[ 
https://issues.apache.org/jira/browse/KAFKA-12549?page=com.atlassian.jira.plugin.system.issuetabpanels:all-tabpanel
 ]

Guozhang Wang updated KAFKA-12549:
----------------------------------
    Description: 
Right now Kafka Stream's EOS implementation does not make any assumptions about 
the state store's transactional support. Allowing the state stores to 
optionally provide transactional support can have multiple benefits. E.g., if 
we add some APIs into the {{StateStore}} interface, like {{beginTxn}}, 
{{commitTxn}} and {{abortTxn}}. Streams library can determine if these are 
supported via an additional {{boolean transactional()}} API, and if yes the 
these APIs can be used under both ALOS and EOS like the following (otherwise 
then just fallback to the normal processing logic):

Within thread processing loops:
1. store.beginTxn
2. store.put // during processing
3. streams commit // either through eos protocol or not
4. store.commitTxn
5. start the next txn by store.beginTxn

If the state stores allow Streams to do something like above, we can have the 
following benefits:
* Reduce the duplicated records upon crashes for ALOS (note this is not EOS 
still, but some middle-ground where uncommitted data within a state store would 
not be retained if store.commitTxn failed).

Data excerpts —
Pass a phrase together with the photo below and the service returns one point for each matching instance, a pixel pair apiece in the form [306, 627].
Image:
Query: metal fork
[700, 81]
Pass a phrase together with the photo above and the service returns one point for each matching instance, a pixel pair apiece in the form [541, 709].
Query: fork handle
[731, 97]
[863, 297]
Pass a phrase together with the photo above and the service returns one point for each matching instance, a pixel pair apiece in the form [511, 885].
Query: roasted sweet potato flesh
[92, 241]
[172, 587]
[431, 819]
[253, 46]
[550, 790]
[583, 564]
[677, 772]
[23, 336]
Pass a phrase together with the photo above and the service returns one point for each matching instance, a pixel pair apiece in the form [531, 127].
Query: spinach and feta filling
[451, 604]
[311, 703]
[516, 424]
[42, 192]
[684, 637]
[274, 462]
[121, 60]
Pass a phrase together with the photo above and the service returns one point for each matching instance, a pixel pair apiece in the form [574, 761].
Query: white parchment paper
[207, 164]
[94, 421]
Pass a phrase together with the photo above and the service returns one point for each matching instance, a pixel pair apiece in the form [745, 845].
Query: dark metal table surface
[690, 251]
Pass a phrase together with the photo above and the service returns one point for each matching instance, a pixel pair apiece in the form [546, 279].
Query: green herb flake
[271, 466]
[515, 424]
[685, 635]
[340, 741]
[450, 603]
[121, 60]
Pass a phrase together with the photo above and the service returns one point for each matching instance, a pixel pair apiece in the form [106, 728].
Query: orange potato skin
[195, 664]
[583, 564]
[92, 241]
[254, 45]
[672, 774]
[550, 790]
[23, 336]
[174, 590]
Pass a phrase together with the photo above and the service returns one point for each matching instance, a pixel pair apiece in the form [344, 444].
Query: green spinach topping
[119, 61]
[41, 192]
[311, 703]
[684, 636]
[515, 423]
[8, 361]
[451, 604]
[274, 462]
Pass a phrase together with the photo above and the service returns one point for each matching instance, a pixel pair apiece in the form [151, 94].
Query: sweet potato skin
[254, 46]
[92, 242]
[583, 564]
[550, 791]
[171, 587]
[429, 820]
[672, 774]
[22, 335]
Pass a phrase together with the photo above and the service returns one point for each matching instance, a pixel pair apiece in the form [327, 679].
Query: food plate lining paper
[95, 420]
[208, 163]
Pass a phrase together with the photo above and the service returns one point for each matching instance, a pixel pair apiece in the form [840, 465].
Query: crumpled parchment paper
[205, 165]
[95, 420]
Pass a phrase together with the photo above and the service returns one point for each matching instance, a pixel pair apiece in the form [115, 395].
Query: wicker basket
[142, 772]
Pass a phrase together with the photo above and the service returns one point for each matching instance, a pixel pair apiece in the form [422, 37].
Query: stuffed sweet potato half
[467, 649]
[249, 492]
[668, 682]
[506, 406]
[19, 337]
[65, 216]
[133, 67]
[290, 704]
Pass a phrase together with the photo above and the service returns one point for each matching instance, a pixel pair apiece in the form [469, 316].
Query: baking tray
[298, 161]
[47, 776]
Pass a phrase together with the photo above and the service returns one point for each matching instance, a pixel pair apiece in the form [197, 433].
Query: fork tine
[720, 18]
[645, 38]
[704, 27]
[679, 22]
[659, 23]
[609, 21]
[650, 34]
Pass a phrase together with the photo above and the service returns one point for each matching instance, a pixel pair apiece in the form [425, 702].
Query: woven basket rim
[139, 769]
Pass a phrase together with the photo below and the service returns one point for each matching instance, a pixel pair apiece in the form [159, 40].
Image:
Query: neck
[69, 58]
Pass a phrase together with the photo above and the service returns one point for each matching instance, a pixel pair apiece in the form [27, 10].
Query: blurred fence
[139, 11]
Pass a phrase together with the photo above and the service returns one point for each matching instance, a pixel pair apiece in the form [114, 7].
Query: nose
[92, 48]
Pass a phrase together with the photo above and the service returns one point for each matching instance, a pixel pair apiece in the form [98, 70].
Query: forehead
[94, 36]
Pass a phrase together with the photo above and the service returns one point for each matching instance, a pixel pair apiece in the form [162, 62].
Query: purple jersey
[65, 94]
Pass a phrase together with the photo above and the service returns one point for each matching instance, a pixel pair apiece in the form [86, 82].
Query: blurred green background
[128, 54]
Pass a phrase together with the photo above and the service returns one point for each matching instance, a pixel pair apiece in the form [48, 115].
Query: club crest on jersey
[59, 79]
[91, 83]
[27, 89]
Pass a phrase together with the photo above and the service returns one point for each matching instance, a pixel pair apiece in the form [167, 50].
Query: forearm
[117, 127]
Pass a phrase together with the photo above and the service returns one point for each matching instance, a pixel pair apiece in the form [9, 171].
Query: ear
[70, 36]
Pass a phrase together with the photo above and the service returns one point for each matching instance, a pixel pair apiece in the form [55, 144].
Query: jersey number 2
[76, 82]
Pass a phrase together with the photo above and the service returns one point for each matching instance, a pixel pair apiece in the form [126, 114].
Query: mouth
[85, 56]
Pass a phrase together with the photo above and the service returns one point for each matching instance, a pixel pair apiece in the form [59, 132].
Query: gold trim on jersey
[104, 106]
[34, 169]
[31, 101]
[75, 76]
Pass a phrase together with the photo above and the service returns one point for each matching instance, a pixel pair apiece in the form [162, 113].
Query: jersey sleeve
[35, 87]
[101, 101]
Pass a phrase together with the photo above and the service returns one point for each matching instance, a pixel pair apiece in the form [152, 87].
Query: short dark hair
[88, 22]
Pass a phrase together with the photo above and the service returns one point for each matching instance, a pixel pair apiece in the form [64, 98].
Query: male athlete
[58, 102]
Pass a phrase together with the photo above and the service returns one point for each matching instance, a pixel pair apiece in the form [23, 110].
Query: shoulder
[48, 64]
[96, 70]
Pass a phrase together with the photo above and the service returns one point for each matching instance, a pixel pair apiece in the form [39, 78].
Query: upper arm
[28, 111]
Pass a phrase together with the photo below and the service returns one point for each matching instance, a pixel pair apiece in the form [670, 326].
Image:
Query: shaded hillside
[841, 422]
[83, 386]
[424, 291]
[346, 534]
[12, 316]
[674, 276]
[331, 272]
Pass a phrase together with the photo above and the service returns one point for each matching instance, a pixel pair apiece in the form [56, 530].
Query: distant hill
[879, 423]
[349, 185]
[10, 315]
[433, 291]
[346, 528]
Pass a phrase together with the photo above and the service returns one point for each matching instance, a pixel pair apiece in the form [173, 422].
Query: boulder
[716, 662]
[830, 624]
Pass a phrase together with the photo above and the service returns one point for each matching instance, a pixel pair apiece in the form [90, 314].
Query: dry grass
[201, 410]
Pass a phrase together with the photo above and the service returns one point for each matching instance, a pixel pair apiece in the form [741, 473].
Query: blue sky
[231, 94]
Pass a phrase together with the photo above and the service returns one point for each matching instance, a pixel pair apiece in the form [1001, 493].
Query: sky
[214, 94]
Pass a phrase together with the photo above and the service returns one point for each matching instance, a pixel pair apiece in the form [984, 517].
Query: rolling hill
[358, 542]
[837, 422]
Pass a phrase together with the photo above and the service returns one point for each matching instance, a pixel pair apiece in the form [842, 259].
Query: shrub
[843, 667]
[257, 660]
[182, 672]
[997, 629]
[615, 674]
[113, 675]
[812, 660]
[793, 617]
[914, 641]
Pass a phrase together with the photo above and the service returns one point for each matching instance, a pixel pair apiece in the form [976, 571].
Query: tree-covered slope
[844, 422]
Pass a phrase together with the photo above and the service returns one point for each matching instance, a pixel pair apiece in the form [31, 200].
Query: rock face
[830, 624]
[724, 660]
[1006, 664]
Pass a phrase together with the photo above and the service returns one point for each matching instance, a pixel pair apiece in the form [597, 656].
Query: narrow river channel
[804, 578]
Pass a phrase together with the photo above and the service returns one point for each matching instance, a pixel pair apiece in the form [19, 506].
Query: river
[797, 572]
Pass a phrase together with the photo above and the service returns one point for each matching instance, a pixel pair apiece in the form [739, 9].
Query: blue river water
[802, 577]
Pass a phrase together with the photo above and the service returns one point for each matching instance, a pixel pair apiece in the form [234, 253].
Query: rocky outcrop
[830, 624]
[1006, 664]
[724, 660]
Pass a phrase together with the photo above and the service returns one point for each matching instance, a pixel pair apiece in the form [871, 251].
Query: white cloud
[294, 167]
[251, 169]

What is asked —
(a) Answer these from the Kafka Streams issue description, one line each:
(i) What API would let Streams check whether a state store supports transactions?
(ii) In the processing loop, which step follows "streams commit"?
(iii) What benefit for ALOS does the first bullet name?
(b) Please copy the listing from the line containing "form [31, 200]." up to and including the last line of the listing.

Results in order —
(a)
(i) boolean transactional()
(ii) store.commitTxn
(iii) Reduce the duplicated records upon crashes

(b)
Pass a phrase together with the photo above and the service returns one point for each matching instance, a pixel pair apiece in the form [31, 200].
Query: rock face
[830, 624]
[724, 660]
[1006, 664]
Pass a phrase together with the photo above and the service returns one point for each matching instance, a pixel pair apiece in the form [597, 656].
Query: narrow river channel
[804, 578]
Pass a phrase together with the photo above and the service returns one point for each matching instance, a pixel pair apiece in the form [19, 506].
Query: river
[797, 572]
Pass a phrase together with the photo above and the service returns one point for each matching instance, a pixel pair apiece in the form [739, 9].
Query: blue river water
[802, 577]
Pass a phrase together with the photo above and the service returns one point for each matching instance, a pixel pair apiece in the form [234, 253].
Query: rocky outcrop
[830, 624]
[1006, 664]
[724, 660]
Pass a phrase together with the photo above and the service returns one point for each matching instance, a pixel pair apiece in the form [871, 251].
Query: white cloud
[294, 167]
[251, 169]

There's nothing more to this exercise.